— GIVEN TASK —
Transcribe the data below verbatim, omitting the pictures.

+++ INPUT +++

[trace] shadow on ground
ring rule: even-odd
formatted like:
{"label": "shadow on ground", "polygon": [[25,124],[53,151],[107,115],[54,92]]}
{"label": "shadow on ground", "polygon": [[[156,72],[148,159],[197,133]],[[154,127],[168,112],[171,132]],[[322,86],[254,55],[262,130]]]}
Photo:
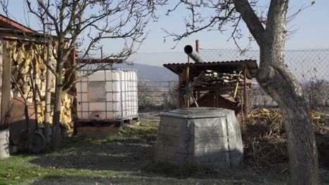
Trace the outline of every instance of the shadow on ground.
{"label": "shadow on ground", "polygon": [[152,160],[153,147],[136,139],[124,141],[69,141],[58,151],[30,162],[42,167],[135,171]]}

+++

— TASK SOLUTION —
[trace] shadow on ground
ring rule: even-odd
formatted like:
{"label": "shadow on ground", "polygon": [[25,124],[53,151],[107,115],[54,92]]}
{"label": "shadow on ground", "polygon": [[[156,72],[148,159],[197,133]],[[154,127],[168,112],[171,132]],[[322,86],[254,55],[262,130]]]}
Photo:
Trace the outline of every instance of the shadow on ground.
{"label": "shadow on ground", "polygon": [[152,160],[153,147],[136,139],[124,141],[69,141],[58,151],[30,162],[42,167],[135,171]]}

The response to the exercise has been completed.